**STATED GOAL 1**
Extract each line of the listing that contains the string "center".

**QUOTED PASSAGE**
To reinvigorate the tag team division, Team 3D (Brother Ray and Brother Devon) announced on the April 23, 2009 episode of Impact! that they would be hosting a tag team tournament. The winning team would receive a trophy, a check for $100,000 and a match for the TNA World Tag Team Championship (held by Team 3D). The tournament started that same night and matches would be held over the next few weeks and TNA announced that the finals would be held at the Sacrifice pay-per-view.

===TNA Knockouts Tag Team Championship Tournament (2009)===

TNA announced a Knockouts tag team tournament for the new TNA Knockouts Tag Team Championship on the August 20, 2009 episode of TNA Impact!. Round one matches started on the August 27, 2009 episode of TNA Impact!.

===TNA World Heavyweight Championship #1 Contenders Tournament (2009)===

On the September 3, 2009 episode of Impact!, a two-bracket one-night tournament was held to determine two competitors that would face Matt Morgan and Kurt Angle for the TNA World Heavyweight Championship at No Surrender. Sting won the first bracket, and AJ Styles won the second bracket.

===TNA Championship Series===
The TNA Championship Series took place on the Thanksgiving Day edition of Impact! on November 26, 2009. The winner of the tournament would earn himself a shot at the Championship of his own division. However, the winner of the tournament, Bobby Lashley, did not receive his title match.

**STATED GOAL 2**
Retype the TNA tournaments passage from "To reinvigorate the" to "the Sacrifice pay-per-view.".

**DATA PROVIDED**
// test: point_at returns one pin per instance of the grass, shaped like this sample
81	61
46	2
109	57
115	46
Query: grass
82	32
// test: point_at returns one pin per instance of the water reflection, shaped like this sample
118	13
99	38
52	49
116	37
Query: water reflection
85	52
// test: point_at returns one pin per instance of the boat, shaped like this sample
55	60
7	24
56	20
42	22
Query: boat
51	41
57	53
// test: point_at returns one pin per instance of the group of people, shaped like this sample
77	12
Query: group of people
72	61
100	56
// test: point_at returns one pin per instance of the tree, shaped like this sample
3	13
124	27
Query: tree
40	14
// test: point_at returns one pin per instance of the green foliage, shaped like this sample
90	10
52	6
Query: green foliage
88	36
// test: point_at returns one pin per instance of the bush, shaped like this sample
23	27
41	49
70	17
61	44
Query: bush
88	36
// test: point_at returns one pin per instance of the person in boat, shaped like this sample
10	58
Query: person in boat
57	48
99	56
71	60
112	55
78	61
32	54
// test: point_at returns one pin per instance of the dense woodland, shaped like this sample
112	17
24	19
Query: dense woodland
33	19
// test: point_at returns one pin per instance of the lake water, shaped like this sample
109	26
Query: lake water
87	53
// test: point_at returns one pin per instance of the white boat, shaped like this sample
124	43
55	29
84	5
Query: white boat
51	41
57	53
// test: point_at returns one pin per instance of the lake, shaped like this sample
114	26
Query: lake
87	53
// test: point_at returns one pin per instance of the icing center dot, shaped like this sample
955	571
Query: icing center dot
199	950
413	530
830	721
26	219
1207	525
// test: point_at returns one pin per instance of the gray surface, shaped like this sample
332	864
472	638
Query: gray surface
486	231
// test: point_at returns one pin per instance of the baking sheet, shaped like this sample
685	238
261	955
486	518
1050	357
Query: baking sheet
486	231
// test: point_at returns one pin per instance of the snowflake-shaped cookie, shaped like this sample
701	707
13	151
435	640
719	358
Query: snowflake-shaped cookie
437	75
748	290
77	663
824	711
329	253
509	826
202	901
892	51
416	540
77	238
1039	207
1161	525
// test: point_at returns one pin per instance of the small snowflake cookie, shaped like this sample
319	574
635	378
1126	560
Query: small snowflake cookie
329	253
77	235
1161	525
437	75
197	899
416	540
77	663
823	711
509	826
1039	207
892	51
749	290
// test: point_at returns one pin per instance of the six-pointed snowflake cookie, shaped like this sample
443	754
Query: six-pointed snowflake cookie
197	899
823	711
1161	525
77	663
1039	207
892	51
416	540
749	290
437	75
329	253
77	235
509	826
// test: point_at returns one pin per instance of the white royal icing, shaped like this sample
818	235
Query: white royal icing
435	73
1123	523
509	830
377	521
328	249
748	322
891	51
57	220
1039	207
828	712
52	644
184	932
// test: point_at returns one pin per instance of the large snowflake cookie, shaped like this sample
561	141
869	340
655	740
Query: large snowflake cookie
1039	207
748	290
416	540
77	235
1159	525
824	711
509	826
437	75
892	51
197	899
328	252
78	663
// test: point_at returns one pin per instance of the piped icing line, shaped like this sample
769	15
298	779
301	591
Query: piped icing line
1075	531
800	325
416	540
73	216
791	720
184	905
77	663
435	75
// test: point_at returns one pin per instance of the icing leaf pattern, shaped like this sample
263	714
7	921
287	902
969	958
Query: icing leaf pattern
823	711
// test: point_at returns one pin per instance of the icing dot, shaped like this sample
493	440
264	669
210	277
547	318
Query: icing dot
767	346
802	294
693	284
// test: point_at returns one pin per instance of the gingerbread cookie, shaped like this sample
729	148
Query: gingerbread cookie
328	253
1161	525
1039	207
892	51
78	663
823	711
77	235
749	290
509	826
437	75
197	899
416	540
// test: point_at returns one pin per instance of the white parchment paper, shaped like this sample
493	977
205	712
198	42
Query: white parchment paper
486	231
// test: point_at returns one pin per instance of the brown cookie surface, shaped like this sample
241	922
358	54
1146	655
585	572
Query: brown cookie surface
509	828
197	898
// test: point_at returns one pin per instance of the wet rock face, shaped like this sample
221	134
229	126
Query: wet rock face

**CORRECT RESULT 1**
// test: point_at returns one pin per instance of the icing center dot, shaped like this sample
Query: icing center dot

**CORRECT RESULT 2**
To reinvigorate the tag team division, Team 3D (Brother Ray and Brother Devon) announced on the April 23, 2009 episode of Impact! that they would be hosting a tag team tournament. The winning team would receive a trophy, a check for $100,000 and a match for the TNA World Tag Team Championship (held by Team 3D). The tournament started that same night and matches would be held over the next few weeks and TNA announced that the finals would be held at the Sacrifice pay-per-view.